• **PROVIDED PASSAGE**
*** Block opens ***
First language load before first extraction
ExpectedThe ~10 MB training-data download happens once per language, ahead of recognition. Account for it on the first run of a new pipeline; later runs use the cache.
Run outside a browser
PassthroughOCR needs a canvas. In a non-browser context the buffer is returned unchanged and no recognition occurs. Use the browser tool or the local runner.
Frequently asked questions
Should I apply OCR before or after other steps?
Before extraction, always. OCR is stage one for any scanned input — PDF Table to JSON, PDF to Excel, PDF to Plain Text, and similar tools all need the text layer OCR creates. Compression and conversion to flat images should come last, since lossy compression destroys the text layer.
What DPI gives the best extraction accuracy?
300 DPI is the practical minimum for small print; 400–600 DPI helps with dense tables and fine print. The tool itself renders at a fixed 2× and offers no DPI control, so the win comes from scanning the source document at higher resolution.
Does OCR output the extracted data directly?
No — OCR outputs a searchable PDF. The structured data comes from the extractor you run next: PDF Table to JSON for row objects, PDF to Excel for CSV, or PDF Form Field Extractor for live form fields.
Are there confidence scores I can threshold on?
No. Every recognised word is written into the text layer regardless of confidence — there is no per-word score exposed. Build validation downstream (sum checks, regex on IDs, date-range checks) and review flagged fields manually.
Why does the Form Field Extractor find nothing on my scanned form?
Because a scanned form is an image — the interactive AcroForm fields were flattened away. The extractor only reports live form fields. OCR the scan, then read the printed labels and values with PDF Table to JSON or PDF to Plain Text.
Can this replace AWS Textract or Google Document AI?
For ad-hoc, low-volume, privacy-sensitive extraction, often yes — it is free and runs in your browser. For high volume, per-field confidence, key-value zoning, or trained form models, a cloud document-AI service is the right tool. This is single-document interactive OCR, not a managed pipeline.
How do I keep financial documents private during extraction?
Use the in-browser tool (nothing is uploaded) or, for automation, the local runner — which processes documents on your own machine. Either way the scan and its data never reach JAD's servers; only an anonymous usage count is recorded when signed in.
Which language should I select for an invoice?
The invoice's language, from English (eng), French (fra), German (deu), Spanish (spa), Italian (ita), Portuguese (por), Dutch (nld), Russian (rus), Chinese Simplified (chi_sim), and Japanese (jpn). English is default. Picking the right model improves recognition of accented text and locale-specific characters. Each language loads ~10 MB of data on first use, then caches.
How large a batch can I OCR per run?
OCR is one file per run, bounded by tier: Free 2 MB / 50 pages, Pro 50 MB / 500 pages, Pro+Media 500 MB / 2,000 pages, Developer 2 GB / 10,000 pages. For many documents, script the runner to process them sequentially.
Will lossy compression help my OCR'd invoices?
Only if you no longer need the text. Aggressive PDF Compression re-rasterises every page to a JPEG and removes the searchable text layer — so compress after extraction, never before.
Can I chunk an OCR'd report for an LLM extraction step?
Yes. After OCR, PDF to Text Chunks produces overlapping, sentence-aware chunks with page ranges and token estimates — ready to feed an LLM that does the structured extraction in your pipeline.
How do I script the OCR-then-extract pipeline?
Fetch schemas from GET /api/v1/tools/pdf-ocr and GET /api/v1/tools/pdf-table-to-json, pair the @jadapps/runner once, then POST the scan to 127.0.0.1:9789/v1/tools/pdf-ocr/run with { "lang": "eng" } and feed the result to pdf-table-to-json/run. Both stages run locally on your machine.
Privacy first
All PDF processing runs locally in your browser using PDF-lib and pdf.js. No file is ever uploaded — only metadata counters are saved for signed-in dashboard stats.
*** Block closes ***
• **PROBLEM 1**
List each tier in the OCR FAQ with its per-file size limit and page limit.
• **PROBLEM 2**
Does the OCR FAQ agree with each statement? Answer yes or no and quote the words that decide it.
(a) Users can set the DPI the tool renders at.
(b) A language's data downloads on first use and is cached after that.
(c) The tool exposes a confidence score for each recognized word.
The lines after this note come from a different source than the OCR FAQ.

• **DATA SECTION**
*** Block opens ***
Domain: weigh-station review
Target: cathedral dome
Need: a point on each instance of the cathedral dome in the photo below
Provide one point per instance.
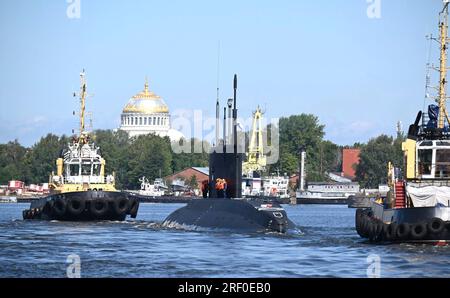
(147, 113)
(146, 102)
*** Block closes ***
• **TASK RESULT 1**
- Free: 2 MB / 50 pages
- Pro: 50 MB / 500 pages
- Pro+Media: 500 MB / 2,000 pages
- Developer: 2 GB / 10,000 pages

• **TASK RESULT 2**
(a) No: "The tool itself renders at a fixed 2× and offers no DPI control"
(b) Yes: "Each language loads ~10 MB of data on first use, then caches."
(c) No: "there is no per-word score exposed"